The most recent Nigeria Court of Appeal decision in Nganjiwa v FRN, delivered on 11th December 2017 has become a lightning rod for public discuss and controversy. While some Nigerians agree with the judgement, I believe the Court of Appeal in applying the principle of separation of powers within our constitutional framework ascribed to the three spheres of government ignored the basic principle that a statute should be read as a harmonious whole, with its separate parts being interpreted within their broader statutory context.

 Prior to this Court of Appeal decision which held that the Economic and Financial Crimes Commission [EFCC] does not have the powers to investigate or prosecute serving judicial officers except where they have first been dismissed by the National Judicial Council, perhaps hinging its deduction on S158 of the Nigerian Constitution and paragraphs 21[b] and [d] of the Third Schedule to the Constitution, EFCC could proceed against judges for criminal offences committed while on duty.

While I agree with the decision that complaints demanding ‘disciplinary’ action against a Court Judge in the performance of his legal duty should firstly  be referred to the National Judicial Council  to establish whether it would be appropriate to remove them  from office or apply other appropriate sanctions in circumstances where they have been found to have committed a criminal offence, I am less oriented to the Court of Appeal’s  views that  Judges can only be prosecuted for ‘selected criminal conducts‘ after the National Judicial Council has first administratively decided on their cases and not otherwise.

Simply put, I disagree with the Court’s interpretation as Judges in Nigeria are not above the law just like any other citizen. To say otherwise will meanmisinterpreting the constitutional provisions cited above or erroneously ascribing to Nigeria Judges constitutional immunity to criminal prosecution, even as existing provisions are limited to dismissal and/or disciplinary actions against serving judges but not extended to criminal prosecution if properly interpreted.

Dataset rows>
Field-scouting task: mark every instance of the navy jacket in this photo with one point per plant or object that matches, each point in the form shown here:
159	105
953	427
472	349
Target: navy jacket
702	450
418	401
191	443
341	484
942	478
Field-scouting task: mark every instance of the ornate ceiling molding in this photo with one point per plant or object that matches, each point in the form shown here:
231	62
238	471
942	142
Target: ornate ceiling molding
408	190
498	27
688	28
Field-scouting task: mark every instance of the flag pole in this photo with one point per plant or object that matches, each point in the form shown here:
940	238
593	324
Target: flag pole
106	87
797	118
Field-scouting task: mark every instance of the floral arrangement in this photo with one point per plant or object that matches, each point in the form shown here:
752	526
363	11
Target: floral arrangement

What to work on>
a) Answer these questions using the Nganjiwa v FRN commentary, one answer per line:
(i) On what date was the Court of Appeal decision delivered?
(ii) Under the decision, which body must first dismiss serving judicial officers before the EFCC can investigate or prosecute them?
(iii) Which section of the Nigerian Constitution does the commentary name?
b) Write out the Nganjiwa v FRN commentary from "Prior to this" to "while on duty.".
c) List every provision of the Nigerian Constitution that the Nganjiwa v FRN commentary cites.

Answers>
a)
(i) 11th December 2017
(ii) The National Judicial Council
(iii) S158

b)
Prior to this Court of Appeal decision which held that the Economic and Financial Crimes Commission [EFCC] does not have the powers to investigate or prosecute serving judicial officers except where they have first been dismissed by the National Judicial Council, perhaps hinging its deduction on S158 of the Nigerian Constitution and paragraphs 21[b] and [d] of the Third Schedule to the Constitution, EFCC could proceed against judges for criminal offences committed while on duty.

c)
- S158 of the Nigerian Constitution
- Paragraph 21[b] of the Third Schedule to the Constitution
- Paragraph 21[d] of the Third Schedule to the Constitution